### DESCRIZIONE ESERCIZIO:
Riporta senza alcuna modifica il passo del testo sull'Interpsichico che va da "E come tener" fino a "allo spazio interpsichico?" compreso.

### TESTO FORNITO:
::::

L’Interpsichico è, nella definizione che ne dà Bolognini, “un livello di funzionamento a banda larga, nel senso che consente la coesistenza naturale e non dissociata, ma in continuità, di stati della mente in cui l’oggetto è pienamente riconosciuto nella sua separatezza, con altri in cui tale riconoscimento è più sfumato”.

E come tener conto di questa funzione svolta da transitorie, parziali esperienze di fusionalità nel lavoro analitico? In altre parole, come si può trasformare la modulazione della distinzione esperenziale tra Sé e Non-Sé in uno strumento tecnico che permetta un accesso allo spazio interpsichico?

Bolognini ce li fornisce in un capitolo che intitola “Sei provvedimenti tecnici minimi di uso comune”. La prima associazione che mi è venuta è stata con i “Sei pezzi facili”, le lezioni di fisica di Richard Feynman, leggendarie per la loro perspicuità ed efficacia. Per dare un’idea del perché della mia associazione a chi non avesse avuto occasione di leggerle nell’edizione Adelphy, nel primo pezzo, dopo una breve introduzione ai metodi e al significato della ricerca – tre sole pagine che valgono intere biblioteche di testi epistemologici – si dice di che cos’è fatta la materia che cade sotto i nostri sensi: atomi in moto. Nel secondo si spiega che non tutto è così limpido come sembra e che nella materia c’è anche dell’altro: il mondo quantistico e i suoi paradossi.  E così via. E’ stato considerato uno dei tentativi più prodigiosi e riusciti di spiegare in modo incredibilmente semplice, l’infinitamente complesso. Non credo che sia necessario esplicitare ulteriormente il perché dell’accostamento. Le funzioni che questi “Sei provvedimenti tecnici minimi di uso comune” possono svolgere nel dialogo analitico sono altrettanto apparentemente semplici quanto in realtà complesse e fondanti nella concettualizzazione che ce ne offre Bolognini: dalla possibilità di mostrare al paziente che l’analista non è onnipotente e non si vergogna di non sapere, al promuovere una reciproca collaborazione, al facilitare, scegliendo l’uso del “Noi”, quella “buona fusionalità”, particolarmente laddove non ce ne sia stata a sufficienza nei primi stadi della vita.

::::

### ELENCO ESTRATTO:
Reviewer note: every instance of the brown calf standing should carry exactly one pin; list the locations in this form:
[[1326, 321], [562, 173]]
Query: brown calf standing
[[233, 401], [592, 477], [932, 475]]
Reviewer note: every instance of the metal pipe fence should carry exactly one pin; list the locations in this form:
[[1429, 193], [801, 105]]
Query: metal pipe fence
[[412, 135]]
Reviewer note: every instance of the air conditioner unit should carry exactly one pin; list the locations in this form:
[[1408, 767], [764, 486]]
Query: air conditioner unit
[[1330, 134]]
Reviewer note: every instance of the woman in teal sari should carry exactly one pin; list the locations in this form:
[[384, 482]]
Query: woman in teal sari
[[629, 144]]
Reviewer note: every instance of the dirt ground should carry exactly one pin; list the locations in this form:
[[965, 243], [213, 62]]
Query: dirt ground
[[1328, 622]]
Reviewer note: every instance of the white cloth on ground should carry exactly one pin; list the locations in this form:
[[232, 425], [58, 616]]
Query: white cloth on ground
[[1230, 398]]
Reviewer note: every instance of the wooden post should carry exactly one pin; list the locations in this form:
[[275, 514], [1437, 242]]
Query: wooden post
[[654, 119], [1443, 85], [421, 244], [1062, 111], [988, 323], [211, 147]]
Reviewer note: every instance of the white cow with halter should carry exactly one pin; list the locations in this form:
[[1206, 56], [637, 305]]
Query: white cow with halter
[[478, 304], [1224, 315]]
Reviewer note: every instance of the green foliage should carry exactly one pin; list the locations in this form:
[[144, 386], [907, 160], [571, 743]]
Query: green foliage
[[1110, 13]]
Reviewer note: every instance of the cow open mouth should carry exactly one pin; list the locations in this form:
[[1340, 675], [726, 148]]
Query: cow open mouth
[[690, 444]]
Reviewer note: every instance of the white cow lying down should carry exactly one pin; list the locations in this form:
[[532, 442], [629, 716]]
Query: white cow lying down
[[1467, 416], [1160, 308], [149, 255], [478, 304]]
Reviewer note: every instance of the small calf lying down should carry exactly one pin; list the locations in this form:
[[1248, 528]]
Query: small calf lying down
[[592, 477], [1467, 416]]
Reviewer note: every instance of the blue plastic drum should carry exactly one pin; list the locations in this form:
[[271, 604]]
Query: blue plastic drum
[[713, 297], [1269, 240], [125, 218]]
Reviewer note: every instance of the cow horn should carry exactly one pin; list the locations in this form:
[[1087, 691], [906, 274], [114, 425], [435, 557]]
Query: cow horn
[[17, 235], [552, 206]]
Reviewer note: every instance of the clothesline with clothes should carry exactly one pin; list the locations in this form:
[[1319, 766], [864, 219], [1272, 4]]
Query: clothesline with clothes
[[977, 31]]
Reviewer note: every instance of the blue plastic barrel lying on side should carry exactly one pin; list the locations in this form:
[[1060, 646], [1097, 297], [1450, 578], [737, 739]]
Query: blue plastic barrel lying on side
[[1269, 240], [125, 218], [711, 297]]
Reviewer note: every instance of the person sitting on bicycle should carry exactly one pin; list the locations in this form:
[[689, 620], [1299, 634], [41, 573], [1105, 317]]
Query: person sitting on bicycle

::::

### SPAZIO RISPOSTA:
E come tener conto di questa funzione svolta da transitorie, parziali esperienze di fusionalità nel lavoro analitico? In altre parole, come si può trasformare la modulazione della distinzione esperenziale tra Sé e Non-Sé in uno strumento tecnico che permetta un accesso allo spazio interpsichico?